▸ What needs to be done
How many lines in the records below contain the string "handle", counting only matches with the same case? Give the number alone.

▸ Exercise input
•••••

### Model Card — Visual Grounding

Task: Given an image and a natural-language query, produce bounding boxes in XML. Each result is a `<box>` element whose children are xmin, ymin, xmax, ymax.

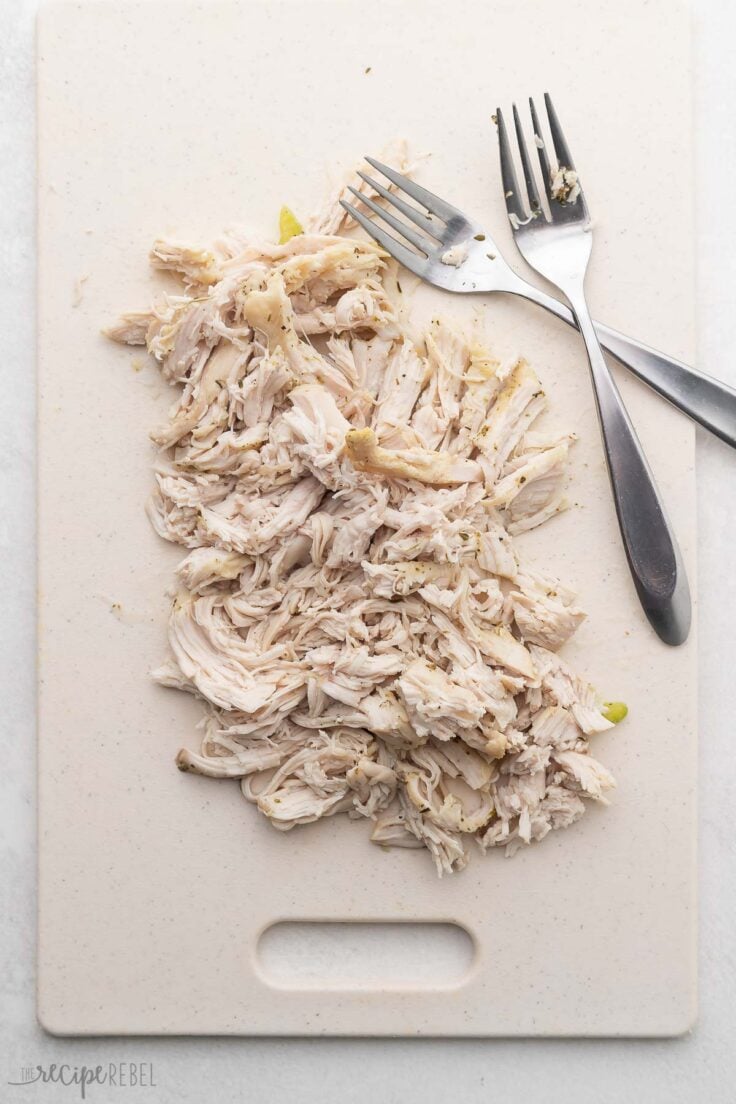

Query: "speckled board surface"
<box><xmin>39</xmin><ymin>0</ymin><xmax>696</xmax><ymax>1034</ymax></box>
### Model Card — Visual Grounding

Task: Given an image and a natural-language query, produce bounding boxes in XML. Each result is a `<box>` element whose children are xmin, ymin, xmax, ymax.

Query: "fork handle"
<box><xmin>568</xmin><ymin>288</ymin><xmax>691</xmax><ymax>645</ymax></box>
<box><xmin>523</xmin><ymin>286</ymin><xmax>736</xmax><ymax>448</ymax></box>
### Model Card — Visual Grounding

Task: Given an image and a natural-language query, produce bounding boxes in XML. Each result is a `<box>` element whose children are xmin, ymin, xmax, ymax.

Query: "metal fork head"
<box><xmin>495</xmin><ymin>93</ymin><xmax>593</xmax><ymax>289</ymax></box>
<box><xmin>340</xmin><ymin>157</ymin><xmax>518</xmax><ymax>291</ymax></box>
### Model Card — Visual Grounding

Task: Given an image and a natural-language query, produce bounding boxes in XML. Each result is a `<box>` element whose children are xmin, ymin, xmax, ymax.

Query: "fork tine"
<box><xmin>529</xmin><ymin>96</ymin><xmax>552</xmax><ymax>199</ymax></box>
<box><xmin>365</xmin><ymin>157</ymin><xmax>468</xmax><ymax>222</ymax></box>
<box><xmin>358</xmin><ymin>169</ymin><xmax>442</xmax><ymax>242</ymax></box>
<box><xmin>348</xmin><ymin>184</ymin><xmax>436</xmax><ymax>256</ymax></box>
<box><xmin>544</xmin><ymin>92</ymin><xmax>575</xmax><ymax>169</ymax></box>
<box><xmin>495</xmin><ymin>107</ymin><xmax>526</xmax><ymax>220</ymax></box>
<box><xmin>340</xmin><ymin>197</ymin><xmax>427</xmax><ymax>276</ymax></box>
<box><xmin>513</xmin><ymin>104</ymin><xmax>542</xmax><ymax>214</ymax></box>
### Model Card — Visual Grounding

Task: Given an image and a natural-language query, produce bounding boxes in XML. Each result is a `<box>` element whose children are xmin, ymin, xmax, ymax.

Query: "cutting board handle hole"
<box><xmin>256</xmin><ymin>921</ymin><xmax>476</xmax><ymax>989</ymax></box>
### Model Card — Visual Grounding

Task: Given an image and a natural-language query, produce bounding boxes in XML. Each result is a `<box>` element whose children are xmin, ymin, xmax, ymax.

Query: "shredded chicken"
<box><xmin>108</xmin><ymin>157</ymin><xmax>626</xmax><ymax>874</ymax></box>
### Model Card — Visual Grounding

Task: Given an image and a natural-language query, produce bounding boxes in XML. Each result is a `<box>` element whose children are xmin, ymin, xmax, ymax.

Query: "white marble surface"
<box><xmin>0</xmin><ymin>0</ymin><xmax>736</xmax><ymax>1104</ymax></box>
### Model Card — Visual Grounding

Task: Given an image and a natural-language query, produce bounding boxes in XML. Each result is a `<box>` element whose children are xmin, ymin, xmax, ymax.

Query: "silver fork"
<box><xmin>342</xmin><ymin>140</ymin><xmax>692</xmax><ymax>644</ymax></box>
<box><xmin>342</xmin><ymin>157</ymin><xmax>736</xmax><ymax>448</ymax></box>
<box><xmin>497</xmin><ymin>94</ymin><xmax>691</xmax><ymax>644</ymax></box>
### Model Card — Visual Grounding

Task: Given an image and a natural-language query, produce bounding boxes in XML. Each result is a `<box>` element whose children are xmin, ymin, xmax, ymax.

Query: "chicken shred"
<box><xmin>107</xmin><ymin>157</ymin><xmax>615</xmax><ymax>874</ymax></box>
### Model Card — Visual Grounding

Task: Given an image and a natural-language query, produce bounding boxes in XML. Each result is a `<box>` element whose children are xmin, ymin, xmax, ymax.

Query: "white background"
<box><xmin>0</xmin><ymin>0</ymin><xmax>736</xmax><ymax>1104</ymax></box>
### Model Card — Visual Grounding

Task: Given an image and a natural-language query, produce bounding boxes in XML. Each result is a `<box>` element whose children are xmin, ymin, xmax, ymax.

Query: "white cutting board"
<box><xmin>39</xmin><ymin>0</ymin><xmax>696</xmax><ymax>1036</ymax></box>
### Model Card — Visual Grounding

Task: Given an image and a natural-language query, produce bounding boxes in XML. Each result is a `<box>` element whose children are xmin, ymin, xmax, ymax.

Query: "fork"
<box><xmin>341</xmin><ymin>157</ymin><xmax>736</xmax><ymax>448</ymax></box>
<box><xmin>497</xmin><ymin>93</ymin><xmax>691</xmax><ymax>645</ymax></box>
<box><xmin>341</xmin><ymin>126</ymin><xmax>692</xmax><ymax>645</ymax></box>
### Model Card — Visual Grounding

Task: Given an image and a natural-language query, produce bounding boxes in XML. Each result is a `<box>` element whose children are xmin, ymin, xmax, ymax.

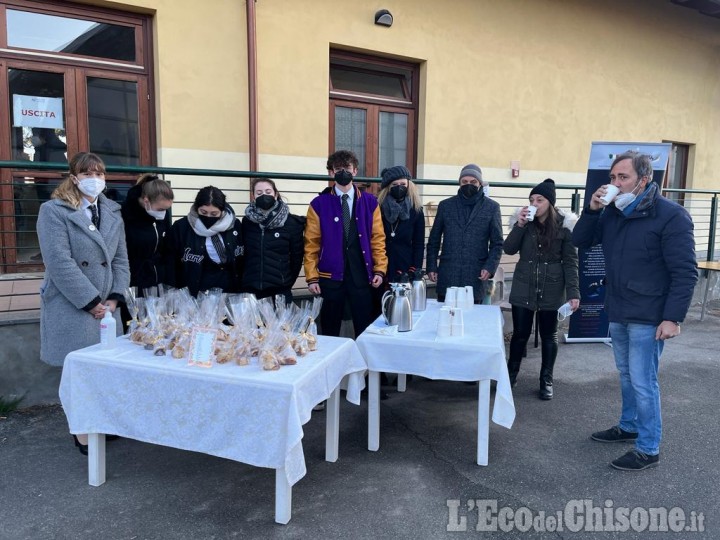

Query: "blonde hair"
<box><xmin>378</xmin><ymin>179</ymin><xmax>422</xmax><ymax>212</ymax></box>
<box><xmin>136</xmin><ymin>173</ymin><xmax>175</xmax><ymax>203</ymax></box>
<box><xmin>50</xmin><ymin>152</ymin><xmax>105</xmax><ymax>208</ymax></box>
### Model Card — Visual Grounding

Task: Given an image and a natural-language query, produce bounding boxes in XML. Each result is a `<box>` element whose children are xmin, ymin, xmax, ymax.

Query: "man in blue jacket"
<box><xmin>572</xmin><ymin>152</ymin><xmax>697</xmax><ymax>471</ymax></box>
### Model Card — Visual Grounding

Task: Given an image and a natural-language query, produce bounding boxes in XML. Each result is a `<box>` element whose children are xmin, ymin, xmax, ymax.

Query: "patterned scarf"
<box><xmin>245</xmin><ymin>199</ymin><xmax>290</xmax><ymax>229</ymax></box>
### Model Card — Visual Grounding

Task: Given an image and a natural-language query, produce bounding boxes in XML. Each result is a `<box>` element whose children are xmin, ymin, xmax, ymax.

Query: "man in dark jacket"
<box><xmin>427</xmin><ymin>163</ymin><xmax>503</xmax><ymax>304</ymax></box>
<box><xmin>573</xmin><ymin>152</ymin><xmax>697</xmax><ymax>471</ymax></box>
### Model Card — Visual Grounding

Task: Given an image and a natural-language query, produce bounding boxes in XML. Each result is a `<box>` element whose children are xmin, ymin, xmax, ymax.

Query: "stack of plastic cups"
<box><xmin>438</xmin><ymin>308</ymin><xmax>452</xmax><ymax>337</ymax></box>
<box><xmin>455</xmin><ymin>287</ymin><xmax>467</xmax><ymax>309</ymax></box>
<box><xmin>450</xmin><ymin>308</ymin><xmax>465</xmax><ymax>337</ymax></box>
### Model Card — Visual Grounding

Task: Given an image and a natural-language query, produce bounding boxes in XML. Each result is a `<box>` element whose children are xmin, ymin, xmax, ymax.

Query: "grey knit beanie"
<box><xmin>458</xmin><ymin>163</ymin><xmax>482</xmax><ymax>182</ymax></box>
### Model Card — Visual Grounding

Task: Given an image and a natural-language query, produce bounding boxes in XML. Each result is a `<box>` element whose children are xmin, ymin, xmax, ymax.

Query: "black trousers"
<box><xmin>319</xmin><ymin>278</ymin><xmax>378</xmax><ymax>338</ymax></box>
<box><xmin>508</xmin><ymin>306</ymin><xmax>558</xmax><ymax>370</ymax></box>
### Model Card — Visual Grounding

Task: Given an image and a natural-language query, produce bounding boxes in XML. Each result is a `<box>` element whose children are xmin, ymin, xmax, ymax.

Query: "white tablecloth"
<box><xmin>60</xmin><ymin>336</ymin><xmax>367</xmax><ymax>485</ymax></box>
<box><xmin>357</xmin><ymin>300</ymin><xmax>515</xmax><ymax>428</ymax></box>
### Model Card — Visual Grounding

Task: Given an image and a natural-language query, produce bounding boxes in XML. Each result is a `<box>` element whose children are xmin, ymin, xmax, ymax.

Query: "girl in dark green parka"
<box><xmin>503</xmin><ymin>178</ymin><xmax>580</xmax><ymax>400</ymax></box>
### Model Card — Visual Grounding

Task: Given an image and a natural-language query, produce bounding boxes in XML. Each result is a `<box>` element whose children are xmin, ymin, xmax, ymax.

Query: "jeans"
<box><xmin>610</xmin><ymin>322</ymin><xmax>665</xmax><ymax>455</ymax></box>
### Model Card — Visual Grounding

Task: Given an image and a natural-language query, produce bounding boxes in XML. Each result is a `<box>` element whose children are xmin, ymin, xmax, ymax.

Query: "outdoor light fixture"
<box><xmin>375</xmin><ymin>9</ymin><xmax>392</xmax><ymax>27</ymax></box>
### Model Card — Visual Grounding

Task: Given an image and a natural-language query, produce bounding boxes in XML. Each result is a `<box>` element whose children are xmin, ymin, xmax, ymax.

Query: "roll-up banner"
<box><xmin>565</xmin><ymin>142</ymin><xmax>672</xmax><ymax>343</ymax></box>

•••••

▸ Final answer
2